* _READING TEXT_:
I am also reading these documents.

I feel better but I am still stuck. Here is what I currently have based on your suggestions and other resources I can find on the web. Could you please have a look to see if I am getting it right?

One thing I am still stuck on is how I sample 0s and 1s for each individual and each item at each iteration (vector of C and vector of T).

Thank you again.

* _REQUIREMENT A_: According to the forum post, what is the writer still stuck on?

* _SOURCE DATA_:
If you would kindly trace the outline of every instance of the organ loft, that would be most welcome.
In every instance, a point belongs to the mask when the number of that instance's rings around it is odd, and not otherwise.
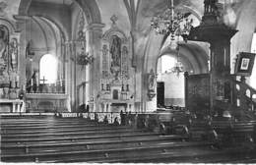
[[[255,163],[256,1],[0,0],[0,161]]]

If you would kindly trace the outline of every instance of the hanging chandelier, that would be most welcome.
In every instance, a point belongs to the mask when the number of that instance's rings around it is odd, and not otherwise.
[[[163,34],[165,37],[170,36],[169,47],[177,50],[176,62],[171,72],[179,76],[181,72],[184,72],[179,61],[179,37],[182,36],[183,40],[187,42],[193,20],[188,19],[190,13],[174,13],[173,0],[167,0],[167,2],[168,9],[161,15],[154,17],[151,21],[151,27],[158,34]],[[176,37],[177,40],[175,40]]]

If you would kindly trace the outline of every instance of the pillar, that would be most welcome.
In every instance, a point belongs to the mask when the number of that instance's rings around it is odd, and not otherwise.
[[[95,58],[90,65],[90,96],[94,97],[94,110],[99,110],[100,93],[100,48],[103,24],[92,23],[88,27],[89,30],[89,53]]]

* _REQUIREMENT B_: Lay out every line of the records as a Markdown table with the columns "Row" and "Line," numbering each row and skipping blank lines. Leave the pictures out.

* _WORKED ANSWER A_: How to sample 0s and 1s for each individual and each item at each iteration (vector of C and vector of T).

* _WORKED ANSWER B_:
| Row | Line |
|---|---|
| 1 | If you would kindly trace the outline of every instance of the organ loft, that would be most welcome. |
| 2 | In every instance, a point belongs to the mask when the number of that instance's rings around it is odd, and not otherwise. |
| 3 | [[[255,163],[256,1],[0,0],[0,161]]] |
| 4 | If you would kindly trace the outline of every instance of the hanging chandelier, that would be most welcome. |
| 5 | In every instance, a point belongs to the mask when the number of that instance's rings around it is odd, and not otherwise. |
| 6 | [[[163,34],[165,37],[170,36],[169,47],[177,50],[176,62],[171,72],[179,76],[181,72],[184,72],[179,61],[179,37],[182,36],[183,40],[187,42],[193,20],[188,19],[190,13],[174,13],[173,0],[167,0],[167,2],[168,9],[161,15],[154,17],[151,21],[151,27],[158,34]],[[176,37],[177,40],[175,40]]] |
| 7 | If you would kindly trace the outline of every instance of the pillar, that would be most welcome. |
| 8 | In every instance, a point belongs to the mask when the number of that instance's rings around it is odd, and not otherwise. |
| 9 | [[[95,58],[90,65],[90,96],[94,97],[94,110],[99,110],[100,93],[100,48],[103,24],[92,23],[88,27],[89,30],[89,53]]] |